» **EXTRACT**
....

JOURNAL ARTICLE
REVIEW

The use of activated protein C (drotrecogin alfa (activated)) in the treatment of severe sepsis

Margherita Murgo, Harriet Adamson, Martin Boyle
Australian Critical Care: Official Journal of the Confederation of Australian Critical Care Nurses 2003, 16 (4): 133-43
14692158
Advances in intensive care have allowed many critically ill patients to survive their initial insult. These patients may later demonstrate multiple organ dysfunction and failure, the genesis of which appears to be the body's reaction to critical illness, manifested by an imbalance and failure of inflammatory and immune system homeostasis. The manifestation of multiple organ dysfunction in the critically ill has been termed multiple organ dysfunction syndrome (MODS). MODS mortality is high and remains a leading cause of death in intensive care units (ICUs). The understanding of the pathophysiology of severe sepsis and MODS has moved from a focus on inflammation to include an understanding of the associated anti-inflammatory responses. Loss of homeostasis can manifest as malignant inflammation or immune paralysis. Increased emphasis is emerging on the role of loss of immune homeostasis and disordered coagulation as a cause of organ injury and dysfunction. Treatment of severe sepsis is based upon aggressive resuscitation, source control and support for failing organs. Novel therapies directed at the modifying the inflammatory response have, up to now, not proven beneficial. However, a new agent, drotrecogin alfa (activated) has been shown, in a phase III randomised controlled trial, to be of benefit in the treatment of severe sepsis. This new agent affects both the inflammatory and coagulation dimensions of severe sepsis. The developing concepts of the pathophysiology of sepsis and the emergence of a new therapy increases the complexity of the already complex demands of providing nursing care for the patient with severe sepsis and MODS. This article reviews pathophysiological processes in sepsis, reviews clinical data on activated protein C and illustrates the utility of this therapy in a case study.

....

» **TASK INSTRUCTIONS**
(a) Please say whether each statement agrees with the sepsis abstract, answering yes or no and quoting the deciding words:
(i) MODS mortality is low.
(ii) Drotrecogin alfa (activated) was shown in a phase III randomized controlled trial to benefit the treatment of severe sepsis.
(iii) The new agent acts only on the inflammatory dimension of severe sepsis.
(b) Using the sepsis abstract, answer these:
(i) What three things is the treatment of severe sepsis based upon?
(ii) In what two ways can loss of homeostasis manifest?
(iii) In which journal was the article published?
Rely on the sepsis abstract alone.

» **PROVIDED DATA**
....

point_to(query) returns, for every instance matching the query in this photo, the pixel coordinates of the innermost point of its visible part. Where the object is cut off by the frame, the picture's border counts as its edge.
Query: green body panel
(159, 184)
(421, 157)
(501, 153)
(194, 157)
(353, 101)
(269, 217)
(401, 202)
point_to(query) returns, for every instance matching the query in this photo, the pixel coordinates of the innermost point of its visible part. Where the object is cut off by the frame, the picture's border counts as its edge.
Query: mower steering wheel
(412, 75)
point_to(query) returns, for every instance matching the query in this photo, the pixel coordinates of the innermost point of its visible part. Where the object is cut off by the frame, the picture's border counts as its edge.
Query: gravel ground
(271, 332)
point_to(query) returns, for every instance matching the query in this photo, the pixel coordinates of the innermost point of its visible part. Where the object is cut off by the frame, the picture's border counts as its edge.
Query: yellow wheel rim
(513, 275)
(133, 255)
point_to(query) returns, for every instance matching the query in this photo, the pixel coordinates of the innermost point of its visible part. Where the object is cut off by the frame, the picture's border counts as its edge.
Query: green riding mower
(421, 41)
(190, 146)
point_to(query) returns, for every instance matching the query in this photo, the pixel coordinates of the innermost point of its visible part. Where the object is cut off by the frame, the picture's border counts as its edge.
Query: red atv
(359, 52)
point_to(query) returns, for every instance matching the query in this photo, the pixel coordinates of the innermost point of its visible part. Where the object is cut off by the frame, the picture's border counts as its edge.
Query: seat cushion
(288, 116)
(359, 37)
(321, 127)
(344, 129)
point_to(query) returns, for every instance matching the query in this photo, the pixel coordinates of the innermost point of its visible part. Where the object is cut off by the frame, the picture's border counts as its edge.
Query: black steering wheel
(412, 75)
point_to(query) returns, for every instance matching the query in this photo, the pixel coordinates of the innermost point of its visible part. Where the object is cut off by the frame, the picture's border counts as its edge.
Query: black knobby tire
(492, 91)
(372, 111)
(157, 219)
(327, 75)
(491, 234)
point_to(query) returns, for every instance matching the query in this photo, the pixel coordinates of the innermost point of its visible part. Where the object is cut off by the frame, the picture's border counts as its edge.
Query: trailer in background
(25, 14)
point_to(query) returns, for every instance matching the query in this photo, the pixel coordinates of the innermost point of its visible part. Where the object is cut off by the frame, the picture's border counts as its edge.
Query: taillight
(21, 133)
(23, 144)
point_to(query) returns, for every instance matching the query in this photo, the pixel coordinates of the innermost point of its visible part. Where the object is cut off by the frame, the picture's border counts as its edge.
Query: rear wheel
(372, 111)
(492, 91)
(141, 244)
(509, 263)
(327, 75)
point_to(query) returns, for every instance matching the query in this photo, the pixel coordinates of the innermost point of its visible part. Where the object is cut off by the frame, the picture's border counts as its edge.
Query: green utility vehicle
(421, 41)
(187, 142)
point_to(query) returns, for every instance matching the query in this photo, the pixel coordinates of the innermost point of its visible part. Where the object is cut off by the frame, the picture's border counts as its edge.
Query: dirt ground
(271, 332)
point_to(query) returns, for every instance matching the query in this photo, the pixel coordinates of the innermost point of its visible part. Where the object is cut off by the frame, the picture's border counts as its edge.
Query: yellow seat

....

» **YOUR WRITTEN ANSWERS**
(a)
(i) No: "MODS mortality is high and remains a leading cause of death in intensive care units (ICUs)."
(ii) Yes: "has been shown, in a phase III randomised controlled trial, to be of benefit in the treatment of severe sepsis"
(iii) No: "This new agent affects both the inflammatory and coagulation dimensions of severe sepsis."

(b)
(i) Aggressive resuscitation, source control and support for failing organs.
(ii) As malignant inflammation or immune paralysis.
(iii) Australian Critical Care: Official Journal of the Confederation of Australian Critical Care Nurses.